[Alıştırmanın Amacı]
Aşağıdaki kayıtlarda "of the <item>bicycle</item>" ifadesini içeren satırdan "198L1194 206L1181 217L1181" ifadesini içeren satıra kadar uzanan satırları, her iki satır da dahil olmak üzere, hiçbir değişiklik yapmadan yeniden yazınız.

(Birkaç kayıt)
—————
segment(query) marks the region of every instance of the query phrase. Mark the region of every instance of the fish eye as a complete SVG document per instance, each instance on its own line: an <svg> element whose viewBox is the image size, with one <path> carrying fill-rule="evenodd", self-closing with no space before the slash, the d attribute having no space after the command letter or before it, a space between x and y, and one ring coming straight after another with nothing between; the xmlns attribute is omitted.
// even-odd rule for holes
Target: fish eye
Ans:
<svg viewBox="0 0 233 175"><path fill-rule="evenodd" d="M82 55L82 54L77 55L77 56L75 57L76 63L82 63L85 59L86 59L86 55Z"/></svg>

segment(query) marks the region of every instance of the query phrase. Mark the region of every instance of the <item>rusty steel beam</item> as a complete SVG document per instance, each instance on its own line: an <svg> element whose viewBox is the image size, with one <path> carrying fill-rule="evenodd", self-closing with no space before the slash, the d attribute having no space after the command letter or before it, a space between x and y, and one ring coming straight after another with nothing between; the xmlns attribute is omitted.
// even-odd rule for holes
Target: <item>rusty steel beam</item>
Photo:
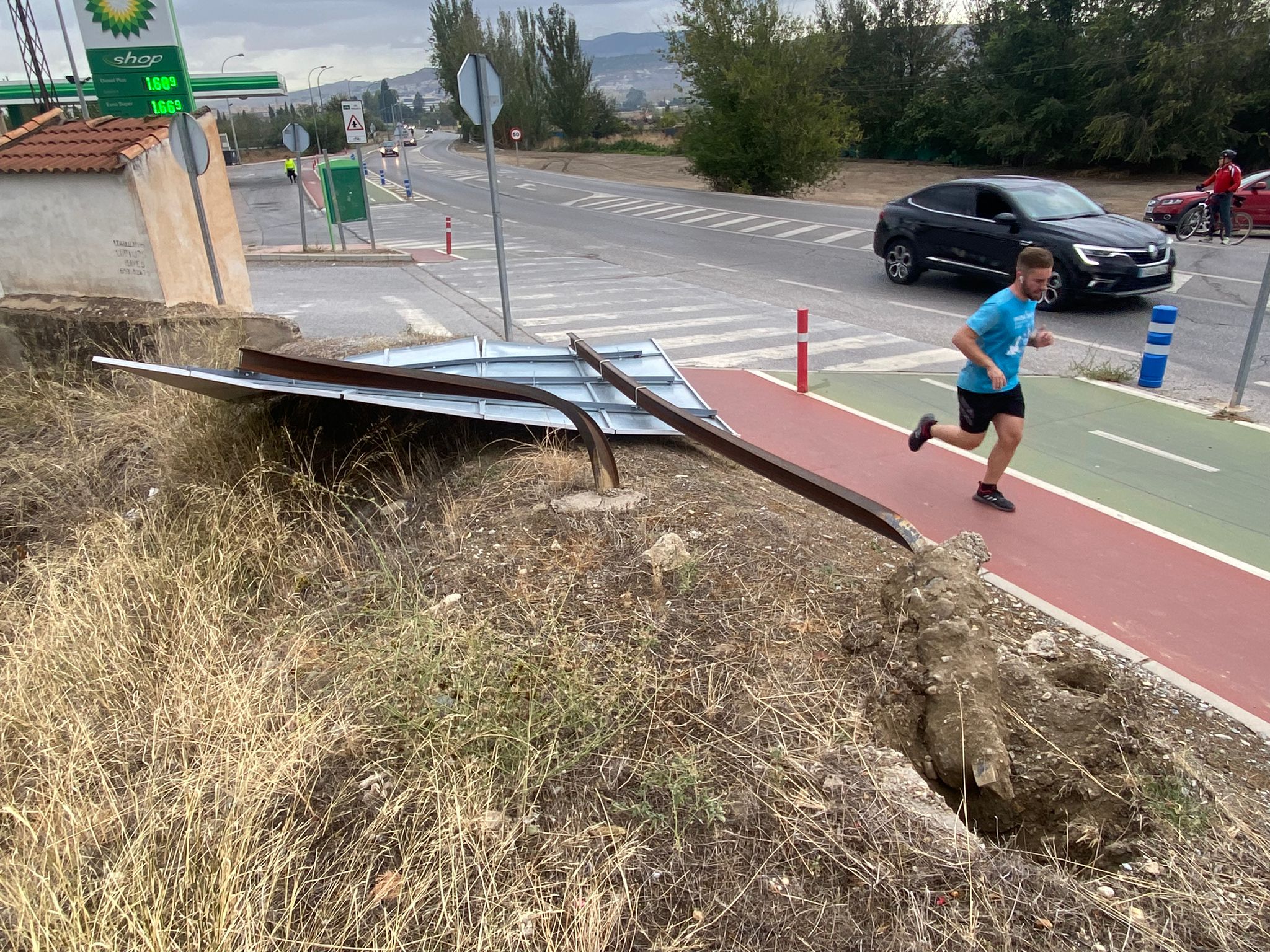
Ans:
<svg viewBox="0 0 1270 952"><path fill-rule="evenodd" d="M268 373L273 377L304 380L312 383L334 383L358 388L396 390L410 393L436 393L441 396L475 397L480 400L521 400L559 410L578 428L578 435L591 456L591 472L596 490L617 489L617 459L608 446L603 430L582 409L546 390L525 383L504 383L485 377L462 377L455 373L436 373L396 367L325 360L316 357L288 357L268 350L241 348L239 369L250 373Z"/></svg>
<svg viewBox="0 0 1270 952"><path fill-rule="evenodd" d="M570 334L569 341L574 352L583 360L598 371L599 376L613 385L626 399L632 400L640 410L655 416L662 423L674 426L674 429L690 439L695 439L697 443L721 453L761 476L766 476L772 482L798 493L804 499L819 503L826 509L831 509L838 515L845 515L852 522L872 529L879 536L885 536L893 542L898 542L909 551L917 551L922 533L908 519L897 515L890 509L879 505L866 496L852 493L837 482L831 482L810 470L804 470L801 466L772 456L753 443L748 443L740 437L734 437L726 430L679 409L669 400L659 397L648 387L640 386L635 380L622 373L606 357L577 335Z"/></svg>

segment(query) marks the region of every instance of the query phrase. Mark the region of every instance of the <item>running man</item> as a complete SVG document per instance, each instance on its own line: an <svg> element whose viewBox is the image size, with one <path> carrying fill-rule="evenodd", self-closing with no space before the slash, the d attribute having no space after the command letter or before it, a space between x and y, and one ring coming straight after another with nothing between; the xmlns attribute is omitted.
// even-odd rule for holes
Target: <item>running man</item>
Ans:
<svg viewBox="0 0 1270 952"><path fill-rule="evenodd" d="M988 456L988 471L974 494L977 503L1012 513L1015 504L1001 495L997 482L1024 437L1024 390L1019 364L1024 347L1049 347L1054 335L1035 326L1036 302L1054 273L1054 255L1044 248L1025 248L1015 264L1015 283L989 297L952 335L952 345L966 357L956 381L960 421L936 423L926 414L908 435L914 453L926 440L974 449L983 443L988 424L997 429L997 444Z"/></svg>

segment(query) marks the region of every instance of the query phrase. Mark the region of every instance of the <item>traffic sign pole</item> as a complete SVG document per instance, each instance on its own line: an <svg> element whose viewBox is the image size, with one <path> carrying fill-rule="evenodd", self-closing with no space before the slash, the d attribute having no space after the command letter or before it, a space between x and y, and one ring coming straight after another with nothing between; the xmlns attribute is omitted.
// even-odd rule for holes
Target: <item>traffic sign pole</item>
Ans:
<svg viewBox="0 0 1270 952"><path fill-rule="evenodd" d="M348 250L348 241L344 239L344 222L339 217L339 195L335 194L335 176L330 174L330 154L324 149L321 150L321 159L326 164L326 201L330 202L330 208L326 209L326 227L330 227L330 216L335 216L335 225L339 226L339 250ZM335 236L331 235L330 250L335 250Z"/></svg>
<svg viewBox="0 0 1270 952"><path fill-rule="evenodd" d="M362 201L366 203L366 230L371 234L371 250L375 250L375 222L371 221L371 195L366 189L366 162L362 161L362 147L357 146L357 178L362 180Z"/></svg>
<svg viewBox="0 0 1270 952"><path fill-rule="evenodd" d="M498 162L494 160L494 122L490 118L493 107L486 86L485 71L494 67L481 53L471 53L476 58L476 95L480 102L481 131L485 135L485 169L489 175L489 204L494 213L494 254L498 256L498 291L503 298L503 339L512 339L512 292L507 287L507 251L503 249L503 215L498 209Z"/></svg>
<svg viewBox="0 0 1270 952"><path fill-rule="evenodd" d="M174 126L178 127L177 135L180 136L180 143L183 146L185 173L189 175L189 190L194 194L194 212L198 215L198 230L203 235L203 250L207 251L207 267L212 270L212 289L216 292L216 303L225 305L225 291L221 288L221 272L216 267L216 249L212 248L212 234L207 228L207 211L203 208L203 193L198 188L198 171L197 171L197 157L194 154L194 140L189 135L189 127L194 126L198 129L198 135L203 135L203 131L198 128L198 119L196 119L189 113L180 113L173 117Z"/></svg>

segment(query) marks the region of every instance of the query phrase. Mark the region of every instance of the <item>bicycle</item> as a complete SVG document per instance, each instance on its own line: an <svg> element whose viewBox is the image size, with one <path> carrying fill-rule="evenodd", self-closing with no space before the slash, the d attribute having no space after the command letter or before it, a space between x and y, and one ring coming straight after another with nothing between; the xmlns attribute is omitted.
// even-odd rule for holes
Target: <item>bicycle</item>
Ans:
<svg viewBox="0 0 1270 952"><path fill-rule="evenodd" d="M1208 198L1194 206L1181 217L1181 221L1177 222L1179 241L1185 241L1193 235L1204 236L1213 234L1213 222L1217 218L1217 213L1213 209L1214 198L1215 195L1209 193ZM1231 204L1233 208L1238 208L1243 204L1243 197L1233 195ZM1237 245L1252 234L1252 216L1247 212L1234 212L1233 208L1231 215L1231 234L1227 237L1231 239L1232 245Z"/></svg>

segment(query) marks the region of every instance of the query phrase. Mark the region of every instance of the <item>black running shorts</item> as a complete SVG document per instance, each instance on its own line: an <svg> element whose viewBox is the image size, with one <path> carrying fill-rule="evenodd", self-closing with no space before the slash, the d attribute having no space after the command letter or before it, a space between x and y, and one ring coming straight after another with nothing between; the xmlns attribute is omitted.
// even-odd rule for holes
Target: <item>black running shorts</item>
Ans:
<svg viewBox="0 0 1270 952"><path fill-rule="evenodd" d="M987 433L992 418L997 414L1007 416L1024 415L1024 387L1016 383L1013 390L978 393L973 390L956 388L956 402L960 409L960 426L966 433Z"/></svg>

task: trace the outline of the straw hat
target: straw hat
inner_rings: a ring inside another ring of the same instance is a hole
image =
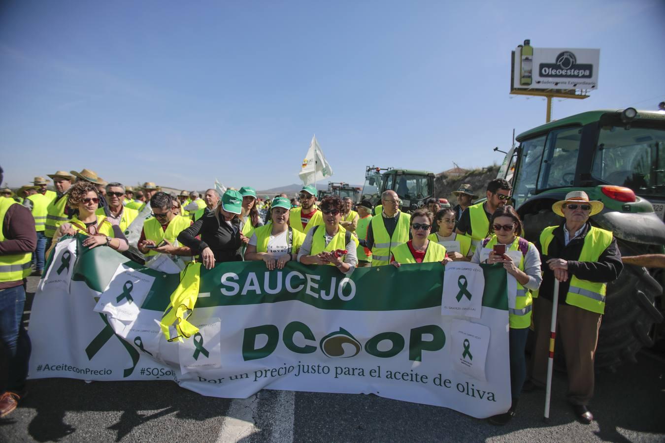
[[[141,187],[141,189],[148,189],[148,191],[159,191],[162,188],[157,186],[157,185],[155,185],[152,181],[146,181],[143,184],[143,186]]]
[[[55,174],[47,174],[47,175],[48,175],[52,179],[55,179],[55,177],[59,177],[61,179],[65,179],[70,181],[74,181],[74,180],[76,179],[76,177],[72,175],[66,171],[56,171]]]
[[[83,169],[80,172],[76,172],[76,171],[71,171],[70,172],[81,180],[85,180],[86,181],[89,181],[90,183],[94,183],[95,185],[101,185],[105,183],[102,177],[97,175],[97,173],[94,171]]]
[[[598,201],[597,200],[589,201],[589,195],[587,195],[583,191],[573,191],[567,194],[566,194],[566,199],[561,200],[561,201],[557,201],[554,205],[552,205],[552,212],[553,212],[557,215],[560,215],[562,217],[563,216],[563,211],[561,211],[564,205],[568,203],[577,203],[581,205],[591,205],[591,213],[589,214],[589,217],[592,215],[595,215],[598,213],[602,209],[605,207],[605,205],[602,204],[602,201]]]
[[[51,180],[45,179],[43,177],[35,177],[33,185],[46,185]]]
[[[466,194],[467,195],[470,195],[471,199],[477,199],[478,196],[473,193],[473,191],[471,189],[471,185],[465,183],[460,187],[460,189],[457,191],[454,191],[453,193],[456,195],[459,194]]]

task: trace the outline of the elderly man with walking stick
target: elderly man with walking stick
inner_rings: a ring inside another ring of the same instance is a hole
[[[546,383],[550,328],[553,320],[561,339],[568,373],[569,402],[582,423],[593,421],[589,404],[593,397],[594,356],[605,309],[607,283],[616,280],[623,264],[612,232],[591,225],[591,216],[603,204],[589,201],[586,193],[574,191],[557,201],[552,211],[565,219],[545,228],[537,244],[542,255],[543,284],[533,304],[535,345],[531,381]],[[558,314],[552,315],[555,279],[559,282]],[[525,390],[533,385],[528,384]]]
—————
[Alıştırmanın Cevabı]
segment(query) marks the region of every instance of the query phrase. Mark the region of every instance of the <item>bicycle</item> as a complete SVG document per instance, each instance on its own line: an <svg> element whose viewBox is the image size, with one <path> carrying fill-rule="evenodd", self-closing with no space before the slash, the d attribute having no space after the command letter or before it, a space between x and y, and one ring coming straight after another with nothing between; the xmlns attribute is omitted.
// even-odd rule for holes
Target: <item>bicycle</item>
Ans:
<svg viewBox="0 0 1270 952"><path fill-rule="evenodd" d="M1208 198L1194 206L1181 217L1181 221L1177 222L1179 241L1185 241L1193 235L1204 236L1213 234L1213 222L1217 218L1217 213L1213 209L1214 198L1215 195L1209 193ZM1231 204L1233 208L1238 208L1243 204L1243 197L1233 195ZM1237 245L1252 234L1252 216L1247 212L1234 212L1233 208L1231 215L1231 234L1227 237L1231 239L1232 245Z"/></svg>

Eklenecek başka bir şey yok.